**Problem requirements**
Please swap "horizontal stabilizer" for "vertical stabilizer" throughout the rows below, keeping everything else the same. Leave the pictures out of your answer.

──────── Exercise inputs ────────

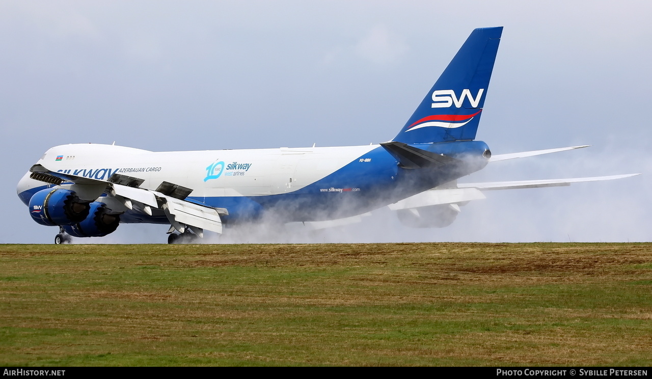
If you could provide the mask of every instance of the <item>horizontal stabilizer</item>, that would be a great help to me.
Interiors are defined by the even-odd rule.
[[[582,149],[588,147],[591,145],[582,145],[582,146],[571,146],[570,147],[559,147],[557,149],[547,149],[546,150],[534,150],[532,151],[523,151],[522,153],[512,153],[511,154],[499,154],[494,155],[489,159],[489,162],[497,162],[499,160],[507,160],[507,159],[514,159],[515,158],[526,158],[527,157],[534,157],[535,155],[541,155],[542,154],[550,154],[550,153],[557,153],[559,151],[566,151],[567,150],[574,150],[575,149]]]
[[[464,203],[484,198],[486,198],[484,195],[475,188],[434,189],[403,199],[393,204],[389,204],[388,207],[393,211],[398,211],[441,204]]]
[[[594,176],[592,177],[573,177],[570,179],[547,179],[542,180],[522,180],[516,181],[496,181],[489,183],[458,183],[460,189],[477,189],[481,190],[519,189],[527,188],[544,188],[548,187],[563,187],[570,185],[572,183],[584,181],[599,181],[602,180],[614,180],[630,176],[636,176],[640,174],[626,174],[624,175],[612,175],[610,176]]]
[[[458,160],[443,155],[410,146],[403,142],[383,142],[380,144],[403,168],[425,168],[439,167],[457,162]]]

────────

**Expected answer**
If you could provide the mask of every instance of the <item>vertical stabilizer</item>, that would be a great help to me.
Interiors are defined by the even-odd rule.
[[[582,149],[588,147],[591,145],[582,145],[582,146],[571,146],[570,147],[559,147],[557,149],[547,149],[546,150],[534,150],[532,151],[523,151],[522,153],[512,153],[511,154],[499,154],[494,155],[489,159],[489,162],[497,162],[499,160],[507,160],[507,159],[514,159],[515,158],[526,158],[527,157],[534,157],[535,155],[541,155],[542,154],[550,154],[550,153],[557,153],[559,151],[566,151],[567,150],[574,150],[575,149]]]
[[[464,203],[484,198],[486,198],[484,195],[475,188],[434,189],[403,199],[393,204],[389,204],[388,207],[393,211],[398,211],[441,204]]]
[[[594,176],[592,177],[573,177],[570,179],[547,179],[542,180],[522,180],[516,181],[496,181],[489,183],[458,183],[460,189],[477,189],[481,190],[519,189],[527,188],[544,188],[548,187],[563,187],[570,185],[572,183],[584,181],[599,181],[602,180],[614,180],[630,176],[636,176],[640,174],[626,174],[624,175],[612,175],[610,176]]]
[[[458,160],[443,155],[410,146],[403,142],[383,142],[380,144],[403,168],[425,168],[439,167],[457,162]]]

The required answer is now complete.